- Passage shown -
The cost of the occupation to the Moroccan kingdom is huge, in terms of military presence maintenance and so on,” Belsat said, adding that the cost of every litre of water supplied to the occupation forces was equal to four times the price of a litre of whiskey. Furthermore, the cost to the Kingdom exceeded the benefits it extracted from the colony. In January, Morocco had at last joined and signed up to the constitution of the African Union, the organisation of African states, of which Western Sahara is a founding member and which has a long-standing position on Western Sahara being an occupied colonyFor all these and other reasons, including dissatisfaction with the regime among the Moroccan general population, he felt that a campaign of pressure on Morocco and on the EU might well bear fruit in terms of the decolonisation of this “last colony in Africa”.

Later, Belsat’s response to a question from the audience amounted to an admission that there was no “peace process.” (sic) in operation (despite a reference to it by a number of speakers) and that as a result of this and the conditions under which they were kept by their oppressors, it was increasingly difficult to restrain the youth from resorting to armed resistance. At this a member of the audience commented that armed struggle against the army of the Moroccan Kingdom backed up by France would be “suicidal”.

57 POLITICAL PRISONERS BUT MANY MORE HAVE DISAPPEARED WITHOUT TRACE”

          ElGhalia Djimi, Vice-President of ASDH (Saharawi Association of Victims of grave violations of human rights by the Moroccan State), which cooperates with the League for the Protection of Western Sahara Political Prisoners in Moroccan Jails (LPPS), who had arrived in Ireland that day, made her presentation next.  Speaking in French through a translator, Djimi talked about the conditions of life under occupation for the Saharawi people. Djimi showed a compilation of clips of soldiers, police and people in civilian clothes physically assaulting protesting Saharawi women, pulling their hair, punching and kicking them and informed the meeting that those in plainclothes were Moroccan police.

ElGhalia Djimi speaking on Moroccan Kingdom repression of Saharawi people (Photo: D.Breatnach)

There are 57 Saharawi political prisoners in Moroccan jails,” ElGhalia Djimi said, “but many more that have disappeared without trace.”

Unemployment is high among the Western Sahara people and as a result of that and other deficiencies in their lives, a drug problem has arisen, she told her audience. There are no third-level education facilities in the territory, obliging them to go to institutions in Morocco. Although they can study to gain professional qualifications for civil employment, those available are not usually those required by the employers, which is not true for their equivalent in Morocco, with the result that often Moroccans fit into the administrative jobs better than do the Saharawi people. In terms of their treatment by the authorities, all Sahawaris carry a Moroccan ID card but letters on it indicate their ethnic origin (which Belsat likened to the Nazi State’s requirement that German Jews by identifiable in their national ID documentation).

Moroccan citizen settlement in Layoune, the capital of Western Sahara, had now placed the indigenous people, once the majority, in a minority.

Mark Hagen, of Western Sahara Resources Watch.
(Photo: D.Breatnach)

SOLIDARITY IN DUBLIN

          In conclusion of the speakers’ presentations, Mohamed Belsat asked for support from the Irish people with their “history of struggle for freedom and solidarity with other struggling nations”

A couple of members of the audience mentioned that there had been an active solidarity committee with Western Sahara in Dublin in the past and one wondered about the possibility of resuscitating it.

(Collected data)
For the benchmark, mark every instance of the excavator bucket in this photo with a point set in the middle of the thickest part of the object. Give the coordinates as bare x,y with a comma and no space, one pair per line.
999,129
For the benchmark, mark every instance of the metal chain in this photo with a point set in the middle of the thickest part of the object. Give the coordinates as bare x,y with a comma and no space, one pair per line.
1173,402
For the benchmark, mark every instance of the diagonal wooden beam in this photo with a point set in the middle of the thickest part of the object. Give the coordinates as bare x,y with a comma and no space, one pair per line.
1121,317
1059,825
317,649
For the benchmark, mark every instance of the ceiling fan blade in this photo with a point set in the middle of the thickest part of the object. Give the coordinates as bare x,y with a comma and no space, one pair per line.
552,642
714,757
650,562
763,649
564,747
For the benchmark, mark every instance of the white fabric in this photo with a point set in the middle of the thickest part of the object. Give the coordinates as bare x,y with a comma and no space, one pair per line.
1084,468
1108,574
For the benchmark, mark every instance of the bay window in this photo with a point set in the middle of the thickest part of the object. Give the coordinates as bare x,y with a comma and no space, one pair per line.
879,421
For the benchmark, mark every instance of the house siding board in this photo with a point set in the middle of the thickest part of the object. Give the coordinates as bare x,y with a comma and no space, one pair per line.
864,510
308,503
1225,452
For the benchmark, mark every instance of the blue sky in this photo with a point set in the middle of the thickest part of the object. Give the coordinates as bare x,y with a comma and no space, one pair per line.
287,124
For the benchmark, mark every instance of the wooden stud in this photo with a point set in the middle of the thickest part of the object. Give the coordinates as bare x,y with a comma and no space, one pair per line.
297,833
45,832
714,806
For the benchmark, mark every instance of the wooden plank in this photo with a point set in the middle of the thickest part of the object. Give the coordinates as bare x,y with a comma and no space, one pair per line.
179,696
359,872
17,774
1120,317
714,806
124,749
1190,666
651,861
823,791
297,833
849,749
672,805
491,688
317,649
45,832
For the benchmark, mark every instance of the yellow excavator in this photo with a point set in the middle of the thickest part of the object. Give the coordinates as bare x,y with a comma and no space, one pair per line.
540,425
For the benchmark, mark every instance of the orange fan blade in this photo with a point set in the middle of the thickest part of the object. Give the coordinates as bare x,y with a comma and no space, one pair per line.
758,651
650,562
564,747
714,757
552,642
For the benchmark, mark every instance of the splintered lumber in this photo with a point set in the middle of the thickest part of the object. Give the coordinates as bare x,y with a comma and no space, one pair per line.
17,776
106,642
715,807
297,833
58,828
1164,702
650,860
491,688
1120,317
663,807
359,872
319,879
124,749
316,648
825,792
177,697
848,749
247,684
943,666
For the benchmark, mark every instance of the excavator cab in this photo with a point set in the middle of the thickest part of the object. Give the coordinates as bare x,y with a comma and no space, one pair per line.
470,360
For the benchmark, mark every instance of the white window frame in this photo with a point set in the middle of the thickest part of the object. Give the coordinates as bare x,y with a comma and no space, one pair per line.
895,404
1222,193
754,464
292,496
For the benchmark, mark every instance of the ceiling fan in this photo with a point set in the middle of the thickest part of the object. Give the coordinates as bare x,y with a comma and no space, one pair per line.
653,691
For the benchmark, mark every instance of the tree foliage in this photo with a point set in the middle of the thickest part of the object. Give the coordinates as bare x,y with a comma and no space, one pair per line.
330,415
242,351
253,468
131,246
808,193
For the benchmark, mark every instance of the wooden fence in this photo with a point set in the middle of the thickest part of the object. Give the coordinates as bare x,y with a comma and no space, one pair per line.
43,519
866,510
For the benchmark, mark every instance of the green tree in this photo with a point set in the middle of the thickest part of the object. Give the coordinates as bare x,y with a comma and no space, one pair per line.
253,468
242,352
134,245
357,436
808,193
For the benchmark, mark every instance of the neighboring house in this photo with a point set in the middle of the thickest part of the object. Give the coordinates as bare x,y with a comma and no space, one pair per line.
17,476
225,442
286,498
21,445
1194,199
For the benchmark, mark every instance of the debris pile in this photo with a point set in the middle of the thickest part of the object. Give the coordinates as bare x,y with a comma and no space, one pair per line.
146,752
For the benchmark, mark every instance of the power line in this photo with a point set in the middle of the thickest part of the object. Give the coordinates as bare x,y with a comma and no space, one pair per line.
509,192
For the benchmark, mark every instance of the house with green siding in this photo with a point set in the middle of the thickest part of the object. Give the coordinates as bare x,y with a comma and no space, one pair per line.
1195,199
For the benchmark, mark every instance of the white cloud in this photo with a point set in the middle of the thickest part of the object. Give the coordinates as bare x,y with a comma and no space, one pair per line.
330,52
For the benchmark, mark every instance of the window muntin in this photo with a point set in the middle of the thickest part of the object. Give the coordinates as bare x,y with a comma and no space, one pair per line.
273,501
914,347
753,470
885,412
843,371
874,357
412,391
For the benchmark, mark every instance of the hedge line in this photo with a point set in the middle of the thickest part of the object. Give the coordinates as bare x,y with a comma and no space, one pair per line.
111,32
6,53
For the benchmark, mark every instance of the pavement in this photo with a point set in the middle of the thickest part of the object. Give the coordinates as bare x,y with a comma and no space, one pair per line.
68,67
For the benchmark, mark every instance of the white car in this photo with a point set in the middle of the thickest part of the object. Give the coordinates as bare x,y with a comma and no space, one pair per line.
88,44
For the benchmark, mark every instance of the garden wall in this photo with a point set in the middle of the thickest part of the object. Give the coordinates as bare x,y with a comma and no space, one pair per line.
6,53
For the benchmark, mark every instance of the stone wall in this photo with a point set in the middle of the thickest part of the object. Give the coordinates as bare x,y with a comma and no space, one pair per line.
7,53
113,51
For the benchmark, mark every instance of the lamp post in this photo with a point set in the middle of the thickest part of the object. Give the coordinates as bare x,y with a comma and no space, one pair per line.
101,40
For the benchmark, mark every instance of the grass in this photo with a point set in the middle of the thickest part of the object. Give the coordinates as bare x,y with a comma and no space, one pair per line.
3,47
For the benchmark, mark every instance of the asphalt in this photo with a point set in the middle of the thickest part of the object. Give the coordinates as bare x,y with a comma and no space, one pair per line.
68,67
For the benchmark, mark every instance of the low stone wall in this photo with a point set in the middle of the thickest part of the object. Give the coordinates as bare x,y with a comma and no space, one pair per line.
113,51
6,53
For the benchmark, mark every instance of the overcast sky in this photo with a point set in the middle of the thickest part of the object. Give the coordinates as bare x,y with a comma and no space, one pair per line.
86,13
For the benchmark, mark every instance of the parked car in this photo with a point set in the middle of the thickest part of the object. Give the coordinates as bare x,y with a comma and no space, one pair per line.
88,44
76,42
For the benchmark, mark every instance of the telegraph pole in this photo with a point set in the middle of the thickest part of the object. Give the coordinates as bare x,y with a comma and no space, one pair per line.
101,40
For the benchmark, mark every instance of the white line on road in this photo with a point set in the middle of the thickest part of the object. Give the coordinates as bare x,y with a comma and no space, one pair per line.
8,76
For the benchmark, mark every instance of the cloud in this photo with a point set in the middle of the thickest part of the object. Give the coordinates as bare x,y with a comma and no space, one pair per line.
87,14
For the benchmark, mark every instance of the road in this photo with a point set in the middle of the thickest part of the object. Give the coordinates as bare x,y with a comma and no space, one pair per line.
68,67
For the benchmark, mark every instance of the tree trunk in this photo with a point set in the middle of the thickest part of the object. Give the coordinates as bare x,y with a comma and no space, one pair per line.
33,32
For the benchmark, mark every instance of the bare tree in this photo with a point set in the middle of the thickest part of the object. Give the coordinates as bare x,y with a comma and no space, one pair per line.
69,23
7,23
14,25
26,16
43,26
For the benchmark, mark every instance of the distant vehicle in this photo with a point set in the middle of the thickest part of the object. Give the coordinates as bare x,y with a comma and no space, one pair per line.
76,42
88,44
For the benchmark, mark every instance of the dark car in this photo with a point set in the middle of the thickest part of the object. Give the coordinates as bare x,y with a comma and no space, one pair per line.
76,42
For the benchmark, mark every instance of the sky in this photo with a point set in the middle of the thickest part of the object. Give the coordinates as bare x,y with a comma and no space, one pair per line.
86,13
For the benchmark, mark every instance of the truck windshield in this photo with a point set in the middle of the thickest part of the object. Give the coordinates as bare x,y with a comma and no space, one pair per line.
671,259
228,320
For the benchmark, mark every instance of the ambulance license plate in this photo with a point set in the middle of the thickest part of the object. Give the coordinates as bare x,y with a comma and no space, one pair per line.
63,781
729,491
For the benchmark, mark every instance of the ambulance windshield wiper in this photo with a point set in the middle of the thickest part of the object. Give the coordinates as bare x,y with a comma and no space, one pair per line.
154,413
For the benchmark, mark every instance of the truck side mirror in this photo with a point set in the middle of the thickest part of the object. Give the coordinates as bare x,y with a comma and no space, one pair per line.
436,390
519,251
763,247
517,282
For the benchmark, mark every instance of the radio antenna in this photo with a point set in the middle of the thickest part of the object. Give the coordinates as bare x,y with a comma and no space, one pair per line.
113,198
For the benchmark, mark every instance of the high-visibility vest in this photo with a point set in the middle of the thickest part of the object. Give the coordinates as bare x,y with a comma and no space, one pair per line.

- Set exercise -
Condense the paragraph of the Western Sahara meeting report that begins "ElGhalia Djimi, Vice-President of ASDH" into a short bulleted list that keeps its main facts.

- Exercise solution -
- ElGhalia Djimi gave the next presentation. She is Vice-President of ASDH (Saharawi Association of Victims of grave violations of human rights by the Moroccan State), which cooperates with the League for the Protection of Western Sahara Political Prisoners in Moroccan Jails (LPPS).
- She had arrived in Ireland that day and spoke in French through a translator.
- Her topic was the conditions of life under occupation for the Saharawi people.
- She showed a compilation of clips. In them, soldiers, police and people in civilian clothes physically assaulted protesting Saharawi women by pulling their hair, punching them and kicking them.
- She told the meeting that the people in plainclothes were Moroccan police.